### TRAVAIL À EFFECTUER
1. D'après le texte sur l'ecstasy, quelle fonction Victor Detrez occupe-t-il ?
2. Extrayez du texte sur l'ecstasy le passage situé entre « Dans l’attente d’une » et « des pouvoirs publics. », ces deux segments inclus.

### TEXTE DE LECTURE
═══
Si certains consommateurs réagissent relativement bien à la prise de MDMA, cela dépend du métabolisme de chacun. “Il n’y a pas de consommation sans danger. Il peut y avoir un phénomène d’arnaque qui est bien connu dans le monde des drogues, mais aussi la possibilité d’acheter un produit très fort, beaucoup plus fort que ce que l’on recherche, et les usagers novices sont les plus exposés à ces risques parce qu’ils ne connaissent pas les réactions de leur corps face à un tel produit”, explique Victor Detrez, pharmacien à l'OFDT, à Franceinfo.
Pour limiter les risques et les mauvaises surprises, il est donc recommandé aux consommateurs de fractionner les comprimés largement dosés et d’éviter les mélanges avec l’alcool ou d’autres drogues.
Dans l’attente d’une campagne de prévention nationale
Outre les professionnels de santé, les proches des victimes et la police, les établissements de nuit sont particulièrement concernés par l’explosion des ventes et consommations d’ecstasy en soirée et attendent une vraie politique de prévention de la part des pouvoirs publics.
═══
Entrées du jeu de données
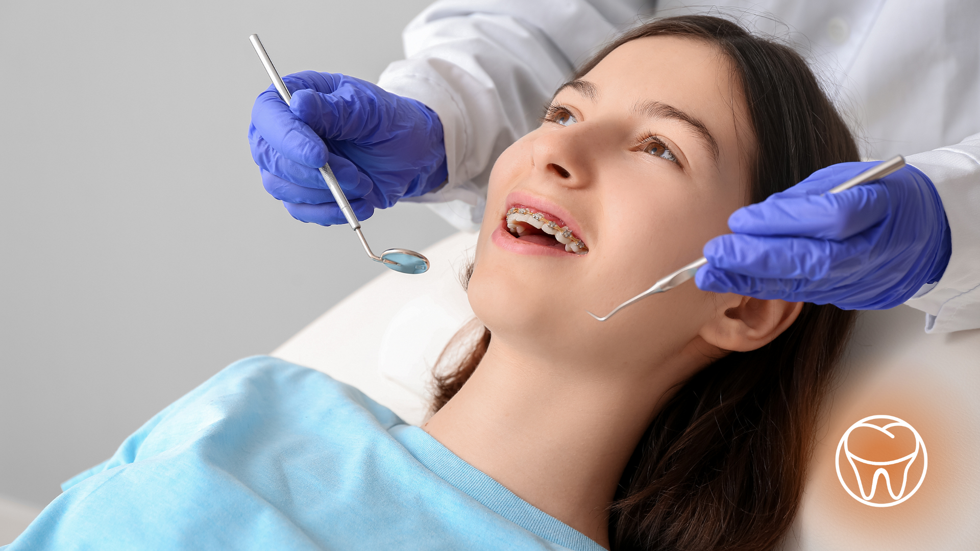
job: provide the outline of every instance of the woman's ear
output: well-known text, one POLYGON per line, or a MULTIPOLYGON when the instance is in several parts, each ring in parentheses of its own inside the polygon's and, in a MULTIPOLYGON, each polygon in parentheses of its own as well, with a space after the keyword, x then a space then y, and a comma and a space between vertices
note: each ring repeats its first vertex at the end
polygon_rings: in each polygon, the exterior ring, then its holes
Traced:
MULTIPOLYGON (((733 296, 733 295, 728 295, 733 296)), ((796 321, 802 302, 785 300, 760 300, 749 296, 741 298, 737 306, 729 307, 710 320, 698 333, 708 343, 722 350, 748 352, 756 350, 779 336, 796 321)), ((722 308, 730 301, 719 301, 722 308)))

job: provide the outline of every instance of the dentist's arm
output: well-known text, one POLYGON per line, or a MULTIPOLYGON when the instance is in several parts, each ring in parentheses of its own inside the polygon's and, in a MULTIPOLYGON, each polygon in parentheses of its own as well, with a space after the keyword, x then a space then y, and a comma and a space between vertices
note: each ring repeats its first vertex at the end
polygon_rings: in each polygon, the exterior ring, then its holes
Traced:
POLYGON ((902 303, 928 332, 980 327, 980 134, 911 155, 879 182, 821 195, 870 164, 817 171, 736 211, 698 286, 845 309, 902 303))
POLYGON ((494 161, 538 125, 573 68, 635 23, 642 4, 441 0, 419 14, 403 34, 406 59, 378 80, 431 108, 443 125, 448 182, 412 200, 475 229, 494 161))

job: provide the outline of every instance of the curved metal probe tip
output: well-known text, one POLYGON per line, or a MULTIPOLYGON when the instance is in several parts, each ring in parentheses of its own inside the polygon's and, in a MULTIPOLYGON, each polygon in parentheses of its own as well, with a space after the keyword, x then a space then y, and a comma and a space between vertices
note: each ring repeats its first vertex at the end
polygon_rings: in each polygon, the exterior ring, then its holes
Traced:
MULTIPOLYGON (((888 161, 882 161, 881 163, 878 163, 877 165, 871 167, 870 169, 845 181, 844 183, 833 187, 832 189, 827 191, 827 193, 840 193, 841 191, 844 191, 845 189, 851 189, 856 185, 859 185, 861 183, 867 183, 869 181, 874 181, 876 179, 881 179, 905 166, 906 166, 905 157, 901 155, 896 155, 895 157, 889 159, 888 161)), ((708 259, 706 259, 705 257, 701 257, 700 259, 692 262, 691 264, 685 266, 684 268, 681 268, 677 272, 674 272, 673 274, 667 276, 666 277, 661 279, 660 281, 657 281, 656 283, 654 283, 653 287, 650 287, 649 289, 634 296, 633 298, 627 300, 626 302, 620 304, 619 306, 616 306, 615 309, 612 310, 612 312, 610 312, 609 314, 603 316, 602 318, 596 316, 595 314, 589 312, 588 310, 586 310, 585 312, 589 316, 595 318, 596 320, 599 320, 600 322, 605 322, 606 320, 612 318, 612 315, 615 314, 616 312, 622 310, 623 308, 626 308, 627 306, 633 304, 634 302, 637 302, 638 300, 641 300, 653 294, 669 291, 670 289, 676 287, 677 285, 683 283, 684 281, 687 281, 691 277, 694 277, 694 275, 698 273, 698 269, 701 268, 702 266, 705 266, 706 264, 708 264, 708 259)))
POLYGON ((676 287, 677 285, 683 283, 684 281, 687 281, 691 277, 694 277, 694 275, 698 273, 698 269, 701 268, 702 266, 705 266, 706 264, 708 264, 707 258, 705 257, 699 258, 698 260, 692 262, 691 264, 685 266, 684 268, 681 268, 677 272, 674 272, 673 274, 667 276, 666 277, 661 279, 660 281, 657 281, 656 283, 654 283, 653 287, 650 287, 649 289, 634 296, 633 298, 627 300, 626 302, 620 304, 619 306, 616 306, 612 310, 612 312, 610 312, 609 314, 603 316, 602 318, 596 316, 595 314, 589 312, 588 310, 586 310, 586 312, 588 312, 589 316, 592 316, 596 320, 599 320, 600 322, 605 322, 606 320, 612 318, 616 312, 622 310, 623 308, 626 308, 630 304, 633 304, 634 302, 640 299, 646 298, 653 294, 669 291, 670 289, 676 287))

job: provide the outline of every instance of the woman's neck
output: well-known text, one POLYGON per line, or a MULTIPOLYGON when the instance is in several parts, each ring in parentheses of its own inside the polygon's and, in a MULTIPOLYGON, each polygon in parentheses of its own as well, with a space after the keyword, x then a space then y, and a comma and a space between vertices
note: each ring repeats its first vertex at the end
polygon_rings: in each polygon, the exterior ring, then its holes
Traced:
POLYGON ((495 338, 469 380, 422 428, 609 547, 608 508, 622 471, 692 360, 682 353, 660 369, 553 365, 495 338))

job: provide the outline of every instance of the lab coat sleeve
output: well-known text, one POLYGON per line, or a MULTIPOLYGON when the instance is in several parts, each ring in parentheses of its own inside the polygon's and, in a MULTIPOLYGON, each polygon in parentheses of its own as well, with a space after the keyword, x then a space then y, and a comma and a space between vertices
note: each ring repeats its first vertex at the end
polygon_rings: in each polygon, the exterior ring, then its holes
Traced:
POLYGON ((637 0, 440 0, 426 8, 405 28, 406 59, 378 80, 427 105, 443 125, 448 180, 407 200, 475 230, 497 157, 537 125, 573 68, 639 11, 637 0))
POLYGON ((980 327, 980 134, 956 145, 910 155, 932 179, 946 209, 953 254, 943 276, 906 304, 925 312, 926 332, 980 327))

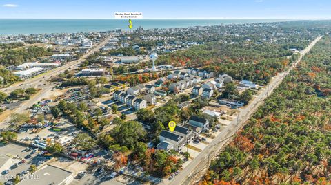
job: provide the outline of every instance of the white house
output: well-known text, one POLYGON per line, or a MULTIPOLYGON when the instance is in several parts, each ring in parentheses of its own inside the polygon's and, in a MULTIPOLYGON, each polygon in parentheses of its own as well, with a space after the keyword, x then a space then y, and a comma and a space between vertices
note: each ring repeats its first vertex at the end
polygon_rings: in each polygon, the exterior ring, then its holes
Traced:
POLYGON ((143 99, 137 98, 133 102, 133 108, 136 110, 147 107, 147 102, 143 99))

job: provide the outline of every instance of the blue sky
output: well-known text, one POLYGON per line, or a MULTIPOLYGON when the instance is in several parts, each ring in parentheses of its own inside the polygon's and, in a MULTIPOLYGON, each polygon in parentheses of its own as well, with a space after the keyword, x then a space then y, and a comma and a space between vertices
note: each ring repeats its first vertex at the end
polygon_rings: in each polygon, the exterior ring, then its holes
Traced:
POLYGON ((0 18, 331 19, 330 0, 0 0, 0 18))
═══
### RÉPONSES ATTENDUES
1. Il est pharmacien à l'OFDT.

2.
Dans l’attente d’une campagne de prévention nationale
Outre les professionnels de santé, les proches des victimes et la police, les établissements de nuit sont particulièrement concernés par l’explosion des ventes et consommations d’ecstasy en soirée et attendent une vraie politique de prévention de la part des pouvoirs publics.